**EXERCISE DIRECTIONS:** Nothing in the entries may be altered; copy them in full.

**MATERIAL SUPPLIED:**
══════════════════════════════

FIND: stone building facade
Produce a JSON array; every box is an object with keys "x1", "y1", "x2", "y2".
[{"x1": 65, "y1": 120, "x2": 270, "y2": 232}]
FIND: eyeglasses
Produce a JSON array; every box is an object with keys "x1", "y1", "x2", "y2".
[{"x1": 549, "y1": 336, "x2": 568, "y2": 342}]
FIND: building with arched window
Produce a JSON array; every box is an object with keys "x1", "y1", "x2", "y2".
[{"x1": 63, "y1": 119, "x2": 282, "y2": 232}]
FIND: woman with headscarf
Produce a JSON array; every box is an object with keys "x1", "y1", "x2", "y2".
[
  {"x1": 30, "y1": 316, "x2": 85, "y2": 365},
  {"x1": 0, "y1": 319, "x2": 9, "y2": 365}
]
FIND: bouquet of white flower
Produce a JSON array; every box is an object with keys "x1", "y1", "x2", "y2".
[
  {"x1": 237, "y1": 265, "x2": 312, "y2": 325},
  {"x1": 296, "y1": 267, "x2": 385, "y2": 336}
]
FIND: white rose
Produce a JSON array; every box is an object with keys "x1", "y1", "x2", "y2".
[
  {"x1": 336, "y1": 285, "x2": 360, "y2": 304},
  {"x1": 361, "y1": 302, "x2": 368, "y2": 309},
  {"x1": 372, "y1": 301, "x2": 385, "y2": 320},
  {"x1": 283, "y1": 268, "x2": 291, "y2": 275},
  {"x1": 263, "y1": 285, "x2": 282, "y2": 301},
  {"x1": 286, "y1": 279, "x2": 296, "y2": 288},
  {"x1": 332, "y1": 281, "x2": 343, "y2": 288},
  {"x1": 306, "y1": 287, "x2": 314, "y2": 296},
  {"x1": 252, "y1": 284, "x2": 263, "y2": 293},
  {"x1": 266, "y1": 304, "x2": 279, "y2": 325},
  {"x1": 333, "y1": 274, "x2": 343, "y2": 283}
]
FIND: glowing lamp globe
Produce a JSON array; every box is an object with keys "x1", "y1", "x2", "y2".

══════════════════════════════

**WRITTEN REPLY:**
FIND: stone building facade
Produce a JSON array; every box is an object with keys "x1", "y1", "x2", "y2".
[{"x1": 65, "y1": 120, "x2": 270, "y2": 232}]
FIND: eyeglasses
Produce a JSON array; every box is an object with keys "x1", "y1", "x2", "y2".
[{"x1": 549, "y1": 336, "x2": 568, "y2": 342}]
FIND: building with arched window
Produce a JSON array; every box is an object with keys "x1", "y1", "x2", "y2".
[{"x1": 63, "y1": 119, "x2": 282, "y2": 232}]
FIND: woman with headscarf
Produce a JSON array; every box is an object with keys "x1", "y1", "x2", "y2".
[
  {"x1": 30, "y1": 316, "x2": 85, "y2": 365},
  {"x1": 0, "y1": 319, "x2": 9, "y2": 365}
]
FIND: bouquet of white flower
Produce a JSON array; every box is an object with keys "x1", "y1", "x2", "y2".
[
  {"x1": 237, "y1": 265, "x2": 312, "y2": 325},
  {"x1": 296, "y1": 267, "x2": 385, "y2": 336}
]
FIND: white rose
Produce a JSON array; every box is an object with keys "x1", "y1", "x2", "y2".
[
  {"x1": 336, "y1": 285, "x2": 360, "y2": 304},
  {"x1": 361, "y1": 302, "x2": 368, "y2": 309},
  {"x1": 372, "y1": 301, "x2": 385, "y2": 320},
  {"x1": 283, "y1": 268, "x2": 291, "y2": 275},
  {"x1": 263, "y1": 285, "x2": 282, "y2": 301},
  {"x1": 286, "y1": 279, "x2": 296, "y2": 288},
  {"x1": 332, "y1": 281, "x2": 343, "y2": 288},
  {"x1": 306, "y1": 287, "x2": 314, "y2": 296},
  {"x1": 252, "y1": 284, "x2": 263, "y2": 293},
  {"x1": 266, "y1": 304, "x2": 279, "y2": 325},
  {"x1": 333, "y1": 274, "x2": 343, "y2": 283}
]
FIND: glowing lamp globe
Produce a JSON array; every box is an object with keys "x1", "y1", "x2", "y2".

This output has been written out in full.